2003.07.06.
ヨハネ伝講解説教 第155回
――15:13-15によって――
「人がその友のために自分の命を捨てること、これよりも大きな愛はない」。この聖句が聖書の中で最も有名であるとか、あるいは重要であるとは言えないかも知れない。また、これは余りに重すぎる言葉だとして尻込みして、まともに向き合うことを避ける人も多いであろう。しかし、これはよく聞かなければならない主の言葉である。
また、この言葉が正しくない意図をもって、あるいは曲げられた解釈にしたがって利用されることがある。例えば、戦争の時代に、キリスト者の間では、戦争のために命を捨てるのはこの上ない愛の行為である、と力を入れて教えられていた。その教えをマトモに受け取って、戦争の虚妄を見抜こうとしないままに戦争に参加して死んで行った人がいる。教会で教えられたことを疑わなかった人の単純さを批判するのは余りに酷なことかも知れない。しかし、国のために命を落とすことが愛の業の極致であると教えて良かったのか。教会がそのような好い加減な聖書解釈を踏まえた説教をして、主の咎めを受けずに済むのであろうか。

記述課題 - 上のヨハネ伝講解説教を、日付と見出しも含めて全文そのまま、一字も変えずにもう一度書き写してもらえますか。

(位置ラベル付けの記録)
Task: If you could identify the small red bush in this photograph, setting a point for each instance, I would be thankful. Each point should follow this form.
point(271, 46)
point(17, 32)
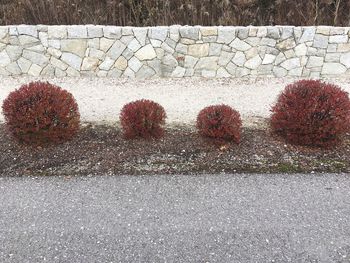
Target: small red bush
point(219, 122)
point(142, 118)
point(40, 113)
point(310, 112)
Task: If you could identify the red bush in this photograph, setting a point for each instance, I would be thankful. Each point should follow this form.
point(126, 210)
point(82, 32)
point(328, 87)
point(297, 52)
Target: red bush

回答 -
2003.07.06.
ヨハネ伝講解説教 第155回
――15:13-15によって――
「人がその友のために自分の命を捨てること、これよりも大きな愛はない」。この聖句が聖書の中で最も有名であるとか、あるいは重要であるとは言えないかも知れない。また、これは余りに重すぎる言葉だとして尻込みして、まともに向き合うことを避ける人も多いであろう。しかし、これはよく聞かなければならない主の言葉である。
また、この言葉が正しくない意図をもって、あるいは曲げられた解釈にしたがって利用されることがある。例えば、戦争の時代に、キリスト者の間では、戦争のために命を捨てるのはこの上ない愛の行為である、と力を入れて教えられていた。その教えをマトモに受け取って、戦争の虚妄を見抜こうとしないままに戦争に参加して死んで行った人がいる。教会で教えられたことを疑わなかった人の単純さを批判するのは余りに酷なことかも知れない。しかし、国のために命を落とすことが愛の業の極致であると教えて良かったのか。教会がそのような好い加減な聖書解釈を踏まえた説教をして、主の咎めを受けずに済むのであろうか。